The amount of elements in a scatter/gather list is limited to
approximately 128 elements. To allow going beyond that limit
with subsequent patches, pave the way by turning the one-
dimensional sg list array into a two-dimensional array, i.e:

  sg[128]

becomes

  sgl[nsgl][SG_MAX_SINGLE_ALLOC]

As the value of 'nsgl' is exactly (still) 1 in this commit
and the compile-time (compiler and architecture dependent)
value of 'SG_MAX_SINGLE_ALLOC' equals approximately the
previous hard coded 128 elements, this commit is therefore
more of a preparatory refactoring then actual behaviour
change.

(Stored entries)

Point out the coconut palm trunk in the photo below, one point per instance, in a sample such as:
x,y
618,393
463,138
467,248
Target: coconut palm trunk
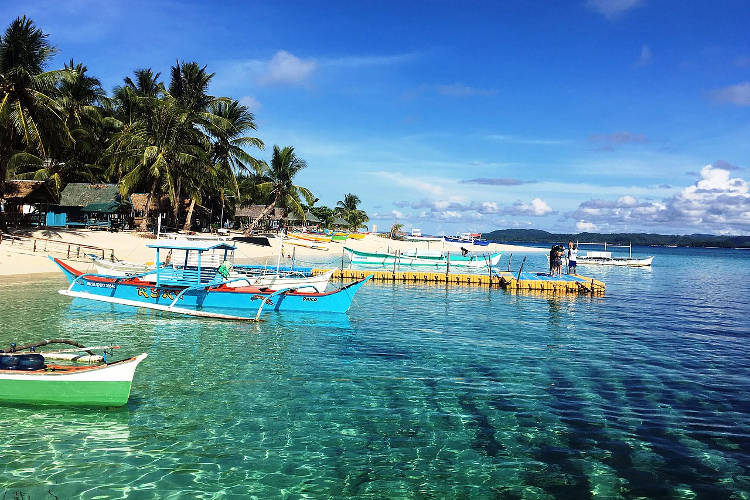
x,y
144,223
189,219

▸ **What this exercise asks**
(a) According to the commit message, roughly how many elements can a scatter/gather list hold?
(b) Write out the part of the commit message starting with "The amount of" and going on through "and architecture dependent)".

▸ **Task-by-task answers**
(a) Approximately 128 elements.

(b)
The amount of elements in a scatter/gather list is limited to
approximately 128 elements. To allow going beyond that limit
with subsequent patches, pave the way by turning the one-
dimensional sg list array into a two-dimensional array, i.e:

  sg[128]

becomes

  sgl[nsgl][SG_MAX_SINGLE_ALLOC]

As the value of 'nsgl' is exactly (still) 1 in this commit
and the compile-time (compiler and architecture dependent)